Excerpted text:

Table of Contents

Class LayoutLM<T>

Namespace
AiDotNet.Document.LayoutAware
Assembly
AiDotNet.dll

LayoutLM (v1) neural network for document understanding with layout-aware pre-training.

public class LayoutLM<T> : DocumentNeuralNetworkBase<T>, INeuralNetworkModel<T>, INeuralNetwork<T>, IInterpretableModel<T>, IInputGradientComputable<T>, IDisposable, ILayoutDetector<T>, IDocumentModel<T>, IFullModel<T, Tensor<T>, Tensor<T>>, IModel<Tensor<T>, Tensor<T>, ModelMetadata<T>>, IModelSerializer, ICheckpointableModel, IParameterizable<T, Tensor<T>, Tensor<T>>, IFeatureAware, IFeatureImportance<T>, ICloneable<IFullModel<T, Tensor<T>, Tensor<T>>>, IGradientComputable<T, Tensor<T>, Tensor<T>>, IJitCompilable<T>

Type Parameters

T

The numeric type used for calculations.

Inheritance
LayoutLM<T>
Implements
IFullModel<T, Tensor<T>, Tensor<T>>
IModel<Tensor<T>, Tensor<T>, ModelMetadata<T>>
IParameterizable<T, Tensor<T>, Tensor<T>>
ICloneable<IFullModel<T, Tensor<T>, Tensor<T>>>
IGradientComputable<T, Tensor<T>, Tensor<T>>
Inherited Members
Extension Methods

Remarks

LayoutLM is the first generation of Microsoft's layout-aware document understanding models. It combines text embeddings with 2D position embeddings to jointly model text and layout.

Material:
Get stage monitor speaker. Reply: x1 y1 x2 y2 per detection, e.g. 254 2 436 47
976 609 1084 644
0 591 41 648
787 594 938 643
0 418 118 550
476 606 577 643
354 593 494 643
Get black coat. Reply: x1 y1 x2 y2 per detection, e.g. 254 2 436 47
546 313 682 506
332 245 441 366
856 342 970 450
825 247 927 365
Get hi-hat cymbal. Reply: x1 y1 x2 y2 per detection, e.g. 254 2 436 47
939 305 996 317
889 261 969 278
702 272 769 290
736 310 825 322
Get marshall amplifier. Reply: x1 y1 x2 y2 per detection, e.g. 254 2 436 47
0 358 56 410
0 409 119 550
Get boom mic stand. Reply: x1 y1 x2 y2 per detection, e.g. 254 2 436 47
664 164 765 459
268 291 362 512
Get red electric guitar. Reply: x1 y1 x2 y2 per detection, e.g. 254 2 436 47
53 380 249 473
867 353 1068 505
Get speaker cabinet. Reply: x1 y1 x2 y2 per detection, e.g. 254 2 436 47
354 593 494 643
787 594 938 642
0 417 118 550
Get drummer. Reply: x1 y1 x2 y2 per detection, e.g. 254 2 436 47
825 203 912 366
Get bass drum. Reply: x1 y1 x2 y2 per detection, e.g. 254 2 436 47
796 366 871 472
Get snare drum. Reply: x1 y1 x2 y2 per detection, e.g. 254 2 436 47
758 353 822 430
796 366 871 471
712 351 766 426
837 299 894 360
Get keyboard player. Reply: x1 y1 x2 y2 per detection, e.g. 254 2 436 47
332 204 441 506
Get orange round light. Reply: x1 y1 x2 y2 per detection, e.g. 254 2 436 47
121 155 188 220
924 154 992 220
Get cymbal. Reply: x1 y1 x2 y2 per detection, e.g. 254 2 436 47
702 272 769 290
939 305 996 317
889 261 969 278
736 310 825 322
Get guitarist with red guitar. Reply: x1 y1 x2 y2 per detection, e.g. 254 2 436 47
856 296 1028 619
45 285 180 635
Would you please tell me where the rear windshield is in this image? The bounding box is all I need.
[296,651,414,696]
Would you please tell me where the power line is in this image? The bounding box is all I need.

Short task: List the interfaces named under the "Implements" heading on the LayoutLM class page.

Right answer:
- IFullModel<T, Tensor<T>, Tensor<T>>
- IModel<Tensor<T>, Tensor<T>, ModelMetadata<T>>
- IParameterizable<T, Tensor<T>, Tensor<T>>
- ICloneable<IFullModel<T, Tensor<T>, Tensor<T>>>
- IGradientComputable<T, Tensor<T>, Tensor<T>>